▸ Exercise aim:
In the entries below, copy everything from the line containing "For each <instance>" down to the line containing "positive clicks: (490, 1488)", both lines included, reproducing each character unchanged.

═════ Source records

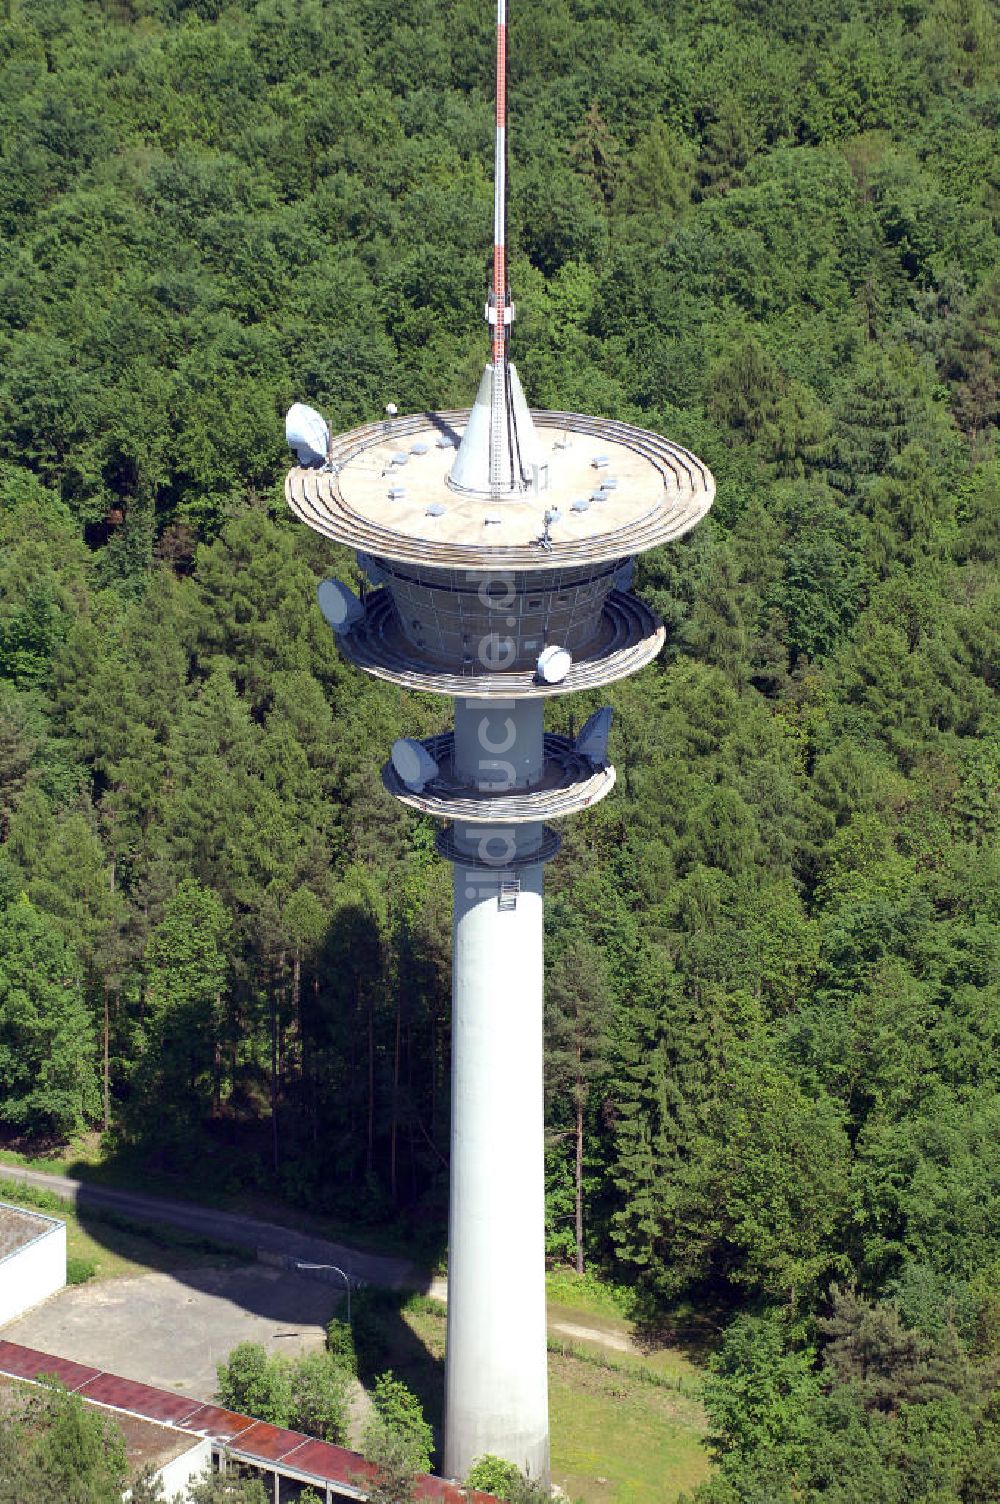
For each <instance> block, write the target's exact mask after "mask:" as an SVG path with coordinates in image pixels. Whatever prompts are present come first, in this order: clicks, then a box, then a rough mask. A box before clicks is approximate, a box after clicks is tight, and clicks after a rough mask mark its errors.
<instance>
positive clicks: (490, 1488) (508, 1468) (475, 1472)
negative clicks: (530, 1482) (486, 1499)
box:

══════════
═════ Source records

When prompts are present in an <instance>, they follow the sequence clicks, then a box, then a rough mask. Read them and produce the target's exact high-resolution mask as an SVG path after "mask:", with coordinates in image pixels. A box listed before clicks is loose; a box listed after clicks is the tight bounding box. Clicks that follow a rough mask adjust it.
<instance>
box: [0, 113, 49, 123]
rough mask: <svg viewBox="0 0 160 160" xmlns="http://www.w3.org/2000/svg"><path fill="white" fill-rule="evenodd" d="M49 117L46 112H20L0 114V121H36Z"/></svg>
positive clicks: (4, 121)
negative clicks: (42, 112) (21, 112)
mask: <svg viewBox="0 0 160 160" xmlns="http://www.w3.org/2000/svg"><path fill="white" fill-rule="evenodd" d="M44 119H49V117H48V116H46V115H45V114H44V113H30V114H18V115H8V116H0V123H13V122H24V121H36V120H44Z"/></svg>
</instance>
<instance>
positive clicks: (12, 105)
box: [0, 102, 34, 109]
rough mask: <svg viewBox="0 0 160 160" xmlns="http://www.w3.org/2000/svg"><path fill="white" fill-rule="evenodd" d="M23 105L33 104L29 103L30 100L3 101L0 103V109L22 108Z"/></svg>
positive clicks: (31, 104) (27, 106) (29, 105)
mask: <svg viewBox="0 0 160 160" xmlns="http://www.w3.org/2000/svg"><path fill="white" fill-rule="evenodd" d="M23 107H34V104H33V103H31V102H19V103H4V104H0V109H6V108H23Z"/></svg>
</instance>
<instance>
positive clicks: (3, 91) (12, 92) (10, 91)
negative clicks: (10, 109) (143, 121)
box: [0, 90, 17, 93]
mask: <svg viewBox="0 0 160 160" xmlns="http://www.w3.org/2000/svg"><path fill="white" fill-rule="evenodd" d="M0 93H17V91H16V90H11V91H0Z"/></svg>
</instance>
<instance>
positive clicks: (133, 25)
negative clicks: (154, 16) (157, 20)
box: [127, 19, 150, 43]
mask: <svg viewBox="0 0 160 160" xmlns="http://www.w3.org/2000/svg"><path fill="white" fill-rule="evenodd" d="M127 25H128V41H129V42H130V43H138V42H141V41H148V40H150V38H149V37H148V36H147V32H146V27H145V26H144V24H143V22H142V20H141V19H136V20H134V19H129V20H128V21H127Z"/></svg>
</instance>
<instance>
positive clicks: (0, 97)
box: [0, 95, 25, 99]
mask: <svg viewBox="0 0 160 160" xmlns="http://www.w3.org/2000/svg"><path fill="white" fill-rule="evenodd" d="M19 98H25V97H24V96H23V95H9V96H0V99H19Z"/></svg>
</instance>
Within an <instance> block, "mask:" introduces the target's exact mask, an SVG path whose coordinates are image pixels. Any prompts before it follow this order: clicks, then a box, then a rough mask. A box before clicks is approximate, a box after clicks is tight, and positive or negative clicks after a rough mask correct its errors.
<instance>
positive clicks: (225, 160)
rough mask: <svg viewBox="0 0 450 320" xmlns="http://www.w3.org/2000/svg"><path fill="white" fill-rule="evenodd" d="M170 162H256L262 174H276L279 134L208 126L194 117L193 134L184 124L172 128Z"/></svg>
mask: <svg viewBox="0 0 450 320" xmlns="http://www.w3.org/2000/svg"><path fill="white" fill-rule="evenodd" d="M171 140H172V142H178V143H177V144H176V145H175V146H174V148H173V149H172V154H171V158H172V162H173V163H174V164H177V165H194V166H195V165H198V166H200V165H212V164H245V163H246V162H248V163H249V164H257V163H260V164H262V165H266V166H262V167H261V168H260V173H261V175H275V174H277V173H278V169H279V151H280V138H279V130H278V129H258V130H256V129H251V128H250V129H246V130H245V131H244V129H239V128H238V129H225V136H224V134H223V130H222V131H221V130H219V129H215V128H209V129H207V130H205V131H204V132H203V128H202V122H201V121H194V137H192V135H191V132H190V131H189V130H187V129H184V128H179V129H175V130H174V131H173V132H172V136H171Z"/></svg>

══════════
═════ Source records

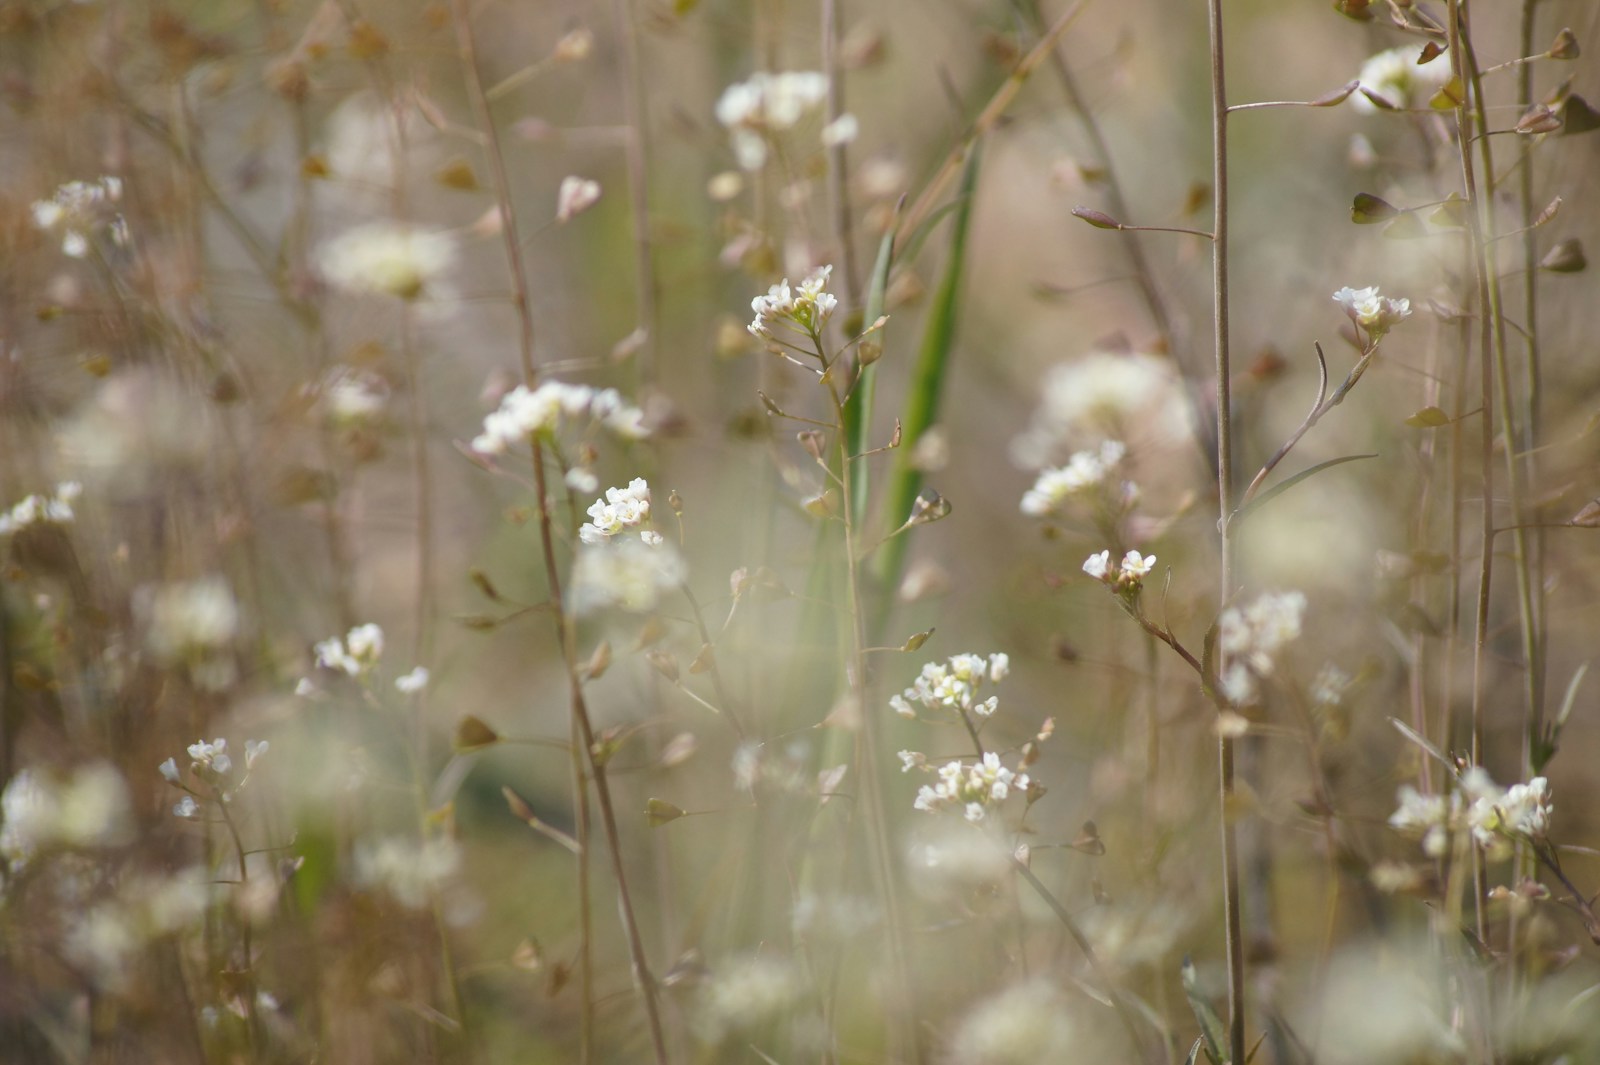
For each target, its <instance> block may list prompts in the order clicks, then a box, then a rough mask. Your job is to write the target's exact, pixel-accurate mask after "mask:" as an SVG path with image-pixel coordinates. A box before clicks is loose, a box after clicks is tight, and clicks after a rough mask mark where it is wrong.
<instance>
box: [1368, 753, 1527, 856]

══════════

▸ Reply to the task:
For each <instance> block, write the target's exact mask after "mask:" as an SVG path with coordinates in image pixels. Whatever prompts are present come first, in this order: clicks, then a box, then a rough mask. A box before clicks is approximate, a box after clicks is tight, and clicks after a rough mask mark its errors.
<instance>
positive clicks: (490, 1488) (508, 1468) (475, 1472)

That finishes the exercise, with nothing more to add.